Return, character for character, the lines from the one bearing "Practice step: locate the cyclist" through the end of the material. Omit everything before that line.

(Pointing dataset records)
####

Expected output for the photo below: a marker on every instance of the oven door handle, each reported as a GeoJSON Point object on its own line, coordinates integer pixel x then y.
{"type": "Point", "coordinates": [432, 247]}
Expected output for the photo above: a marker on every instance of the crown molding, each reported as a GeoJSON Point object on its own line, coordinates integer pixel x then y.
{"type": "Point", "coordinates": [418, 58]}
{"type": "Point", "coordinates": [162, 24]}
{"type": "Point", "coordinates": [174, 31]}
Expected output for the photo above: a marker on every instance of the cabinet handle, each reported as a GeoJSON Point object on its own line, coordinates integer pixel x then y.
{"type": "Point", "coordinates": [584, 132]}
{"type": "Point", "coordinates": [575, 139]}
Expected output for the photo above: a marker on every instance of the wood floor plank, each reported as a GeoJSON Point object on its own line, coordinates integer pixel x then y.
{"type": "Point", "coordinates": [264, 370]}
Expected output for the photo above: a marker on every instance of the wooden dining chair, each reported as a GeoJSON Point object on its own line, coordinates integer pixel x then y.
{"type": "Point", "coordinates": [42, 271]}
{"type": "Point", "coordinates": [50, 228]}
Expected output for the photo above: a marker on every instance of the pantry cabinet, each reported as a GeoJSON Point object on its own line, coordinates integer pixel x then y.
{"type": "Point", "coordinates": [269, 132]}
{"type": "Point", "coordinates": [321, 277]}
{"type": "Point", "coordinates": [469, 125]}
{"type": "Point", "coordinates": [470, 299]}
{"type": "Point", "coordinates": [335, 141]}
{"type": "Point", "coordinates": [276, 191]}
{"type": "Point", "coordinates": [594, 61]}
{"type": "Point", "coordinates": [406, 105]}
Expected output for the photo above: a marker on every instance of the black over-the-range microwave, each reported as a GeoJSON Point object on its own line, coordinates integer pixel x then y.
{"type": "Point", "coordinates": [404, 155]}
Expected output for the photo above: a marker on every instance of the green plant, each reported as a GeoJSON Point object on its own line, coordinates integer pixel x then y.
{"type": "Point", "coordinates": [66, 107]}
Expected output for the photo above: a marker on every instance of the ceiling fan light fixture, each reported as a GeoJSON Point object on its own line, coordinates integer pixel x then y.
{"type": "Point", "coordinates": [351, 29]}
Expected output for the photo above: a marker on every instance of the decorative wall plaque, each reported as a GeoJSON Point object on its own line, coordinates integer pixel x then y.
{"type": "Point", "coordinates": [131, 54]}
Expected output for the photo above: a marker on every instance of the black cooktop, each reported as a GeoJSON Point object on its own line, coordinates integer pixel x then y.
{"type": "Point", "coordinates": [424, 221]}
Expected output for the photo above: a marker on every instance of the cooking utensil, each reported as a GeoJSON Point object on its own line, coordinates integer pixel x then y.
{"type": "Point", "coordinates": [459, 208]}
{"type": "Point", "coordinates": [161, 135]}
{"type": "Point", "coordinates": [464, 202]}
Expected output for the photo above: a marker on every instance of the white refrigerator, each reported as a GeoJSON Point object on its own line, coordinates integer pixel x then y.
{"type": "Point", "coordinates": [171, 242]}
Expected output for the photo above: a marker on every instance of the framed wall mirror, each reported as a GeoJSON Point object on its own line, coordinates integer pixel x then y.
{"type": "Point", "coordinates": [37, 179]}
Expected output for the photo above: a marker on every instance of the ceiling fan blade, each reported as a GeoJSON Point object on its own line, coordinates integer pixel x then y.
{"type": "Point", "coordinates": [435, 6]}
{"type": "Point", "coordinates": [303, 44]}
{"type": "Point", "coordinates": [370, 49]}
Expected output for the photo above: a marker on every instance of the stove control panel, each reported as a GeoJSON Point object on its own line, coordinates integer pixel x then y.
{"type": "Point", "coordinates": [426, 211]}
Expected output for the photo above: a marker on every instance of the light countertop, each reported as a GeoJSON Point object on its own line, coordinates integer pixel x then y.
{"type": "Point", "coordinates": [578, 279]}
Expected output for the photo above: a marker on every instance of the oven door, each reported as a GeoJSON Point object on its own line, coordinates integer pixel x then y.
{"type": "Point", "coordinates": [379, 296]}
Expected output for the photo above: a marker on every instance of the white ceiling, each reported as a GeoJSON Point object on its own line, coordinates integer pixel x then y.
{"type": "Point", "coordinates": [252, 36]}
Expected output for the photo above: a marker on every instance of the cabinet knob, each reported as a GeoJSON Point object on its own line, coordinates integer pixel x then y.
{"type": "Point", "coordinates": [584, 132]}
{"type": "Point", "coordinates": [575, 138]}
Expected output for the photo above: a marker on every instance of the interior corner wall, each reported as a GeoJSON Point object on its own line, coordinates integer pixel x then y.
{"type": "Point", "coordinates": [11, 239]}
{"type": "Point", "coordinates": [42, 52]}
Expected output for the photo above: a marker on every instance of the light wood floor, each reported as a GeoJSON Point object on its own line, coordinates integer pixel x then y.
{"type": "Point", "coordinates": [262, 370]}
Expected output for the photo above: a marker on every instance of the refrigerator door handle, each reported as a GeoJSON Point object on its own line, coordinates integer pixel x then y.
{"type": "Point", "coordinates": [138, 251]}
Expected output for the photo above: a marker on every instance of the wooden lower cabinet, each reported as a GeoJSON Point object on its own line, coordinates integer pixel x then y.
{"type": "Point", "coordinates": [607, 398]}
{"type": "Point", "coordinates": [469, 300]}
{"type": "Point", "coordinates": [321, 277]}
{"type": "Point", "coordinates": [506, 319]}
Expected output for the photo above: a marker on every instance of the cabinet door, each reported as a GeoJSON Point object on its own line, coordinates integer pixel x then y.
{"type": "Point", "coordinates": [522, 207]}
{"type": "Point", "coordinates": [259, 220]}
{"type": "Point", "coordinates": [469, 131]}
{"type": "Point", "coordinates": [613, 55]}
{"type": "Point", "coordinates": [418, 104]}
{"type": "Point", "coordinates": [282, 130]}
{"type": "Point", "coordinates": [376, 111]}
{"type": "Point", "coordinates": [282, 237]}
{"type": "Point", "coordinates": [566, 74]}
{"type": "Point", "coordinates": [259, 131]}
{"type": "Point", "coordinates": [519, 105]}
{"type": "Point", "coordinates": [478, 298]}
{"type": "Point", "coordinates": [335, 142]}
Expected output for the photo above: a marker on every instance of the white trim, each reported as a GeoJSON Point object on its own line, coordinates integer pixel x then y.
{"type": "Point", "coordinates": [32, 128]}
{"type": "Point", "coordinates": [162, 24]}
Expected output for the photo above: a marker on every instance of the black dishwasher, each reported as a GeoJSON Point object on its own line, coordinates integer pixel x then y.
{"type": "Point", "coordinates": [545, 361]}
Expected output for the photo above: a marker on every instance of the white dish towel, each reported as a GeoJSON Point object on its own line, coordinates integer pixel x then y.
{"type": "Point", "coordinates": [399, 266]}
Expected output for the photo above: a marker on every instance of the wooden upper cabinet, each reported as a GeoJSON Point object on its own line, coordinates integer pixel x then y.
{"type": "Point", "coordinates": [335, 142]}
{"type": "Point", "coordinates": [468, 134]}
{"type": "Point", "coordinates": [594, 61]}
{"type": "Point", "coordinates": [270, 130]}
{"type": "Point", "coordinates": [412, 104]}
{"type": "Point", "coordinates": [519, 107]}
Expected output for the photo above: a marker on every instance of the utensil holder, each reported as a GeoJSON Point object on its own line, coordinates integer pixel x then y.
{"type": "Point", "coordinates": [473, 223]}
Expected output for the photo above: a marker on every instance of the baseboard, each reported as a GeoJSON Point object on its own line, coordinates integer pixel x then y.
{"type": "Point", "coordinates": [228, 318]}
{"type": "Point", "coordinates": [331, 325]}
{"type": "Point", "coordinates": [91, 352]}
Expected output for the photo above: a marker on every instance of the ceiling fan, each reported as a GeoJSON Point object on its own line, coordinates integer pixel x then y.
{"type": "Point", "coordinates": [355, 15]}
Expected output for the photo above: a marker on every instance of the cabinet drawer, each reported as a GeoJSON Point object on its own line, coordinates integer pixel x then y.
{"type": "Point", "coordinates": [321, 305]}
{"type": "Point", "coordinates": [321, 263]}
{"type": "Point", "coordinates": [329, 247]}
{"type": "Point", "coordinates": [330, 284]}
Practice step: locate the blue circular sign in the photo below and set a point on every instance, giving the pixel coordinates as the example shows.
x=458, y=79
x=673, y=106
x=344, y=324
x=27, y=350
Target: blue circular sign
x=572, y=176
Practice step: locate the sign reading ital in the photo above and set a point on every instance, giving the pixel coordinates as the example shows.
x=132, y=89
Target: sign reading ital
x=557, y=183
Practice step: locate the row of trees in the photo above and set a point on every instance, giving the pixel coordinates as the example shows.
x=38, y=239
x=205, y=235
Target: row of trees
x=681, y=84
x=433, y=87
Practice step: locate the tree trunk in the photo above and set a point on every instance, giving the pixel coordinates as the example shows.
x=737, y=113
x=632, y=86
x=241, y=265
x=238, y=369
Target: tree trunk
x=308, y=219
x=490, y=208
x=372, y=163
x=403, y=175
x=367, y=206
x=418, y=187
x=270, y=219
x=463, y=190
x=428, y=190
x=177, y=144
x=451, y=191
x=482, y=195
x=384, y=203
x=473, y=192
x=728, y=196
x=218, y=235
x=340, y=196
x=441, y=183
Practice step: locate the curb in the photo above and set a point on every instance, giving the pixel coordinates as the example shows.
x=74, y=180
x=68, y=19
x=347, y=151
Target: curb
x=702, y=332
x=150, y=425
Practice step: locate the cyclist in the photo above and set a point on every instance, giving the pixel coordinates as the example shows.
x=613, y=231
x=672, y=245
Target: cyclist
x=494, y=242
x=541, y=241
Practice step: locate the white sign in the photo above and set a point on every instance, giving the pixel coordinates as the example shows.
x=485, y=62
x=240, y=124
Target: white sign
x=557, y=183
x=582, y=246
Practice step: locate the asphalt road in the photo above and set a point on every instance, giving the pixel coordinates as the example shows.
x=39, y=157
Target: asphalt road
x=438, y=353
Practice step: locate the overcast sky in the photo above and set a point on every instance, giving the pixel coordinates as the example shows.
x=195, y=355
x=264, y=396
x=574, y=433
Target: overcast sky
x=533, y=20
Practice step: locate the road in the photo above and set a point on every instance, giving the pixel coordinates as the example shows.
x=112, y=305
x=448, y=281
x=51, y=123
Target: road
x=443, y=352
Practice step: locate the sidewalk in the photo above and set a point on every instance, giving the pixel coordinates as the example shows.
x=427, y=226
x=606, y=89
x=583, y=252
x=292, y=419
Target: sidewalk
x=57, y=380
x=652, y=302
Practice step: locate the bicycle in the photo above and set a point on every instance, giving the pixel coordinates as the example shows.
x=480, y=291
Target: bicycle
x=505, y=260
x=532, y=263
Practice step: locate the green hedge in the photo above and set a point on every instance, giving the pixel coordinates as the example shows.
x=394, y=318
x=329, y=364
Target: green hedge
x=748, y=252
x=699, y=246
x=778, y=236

####

Exercise answer:
Practice step: locate the cyclist in the photo above and set a point on every instance, giving the pixel coordinates as the example shows.
x=613, y=231
x=672, y=245
Target: cyclist
x=494, y=242
x=541, y=241
Practice step: locate the white sign in the photo above and set a point on every instance, giving the pixel coordinates as the example shows.
x=485, y=62
x=240, y=124
Target: white sign
x=557, y=183
x=582, y=246
Practice step: locate the asphalt road in the photo above and set a point on every instance, giving the pixel coordinates as the example shows.
x=39, y=157
Target: asphalt road
x=438, y=353
Practice step: locate the overcast sky in the photo above and set a point on every instance, giving the pixel coordinates as the example shows.
x=195, y=355
x=264, y=396
x=574, y=433
Target: overcast sky
x=533, y=20
Practice step: locate the road in the photo above and set a point on every instance, giving the pixel coordinates as the example shows.
x=112, y=305
x=448, y=281
x=51, y=123
Target: road
x=443, y=352
Practice step: locate the sidewalk in the photo above and set a point on every instance, giving the pixel coordinates as the example shows.
x=427, y=226
x=606, y=89
x=583, y=252
x=292, y=419
Target: sidewalk
x=57, y=380
x=652, y=302
Practice step: locate the bicycle in the photo above and set a point on every instance, giving the pixel coordinates as the example shows.
x=480, y=291
Target: bicycle
x=505, y=260
x=532, y=263
Practice step: locate the green hedge in the photo above and set a point on every instance, giving the pixel coordinates as the example shows.
x=394, y=318
x=329, y=364
Target: green hedge
x=748, y=252
x=699, y=246
x=778, y=236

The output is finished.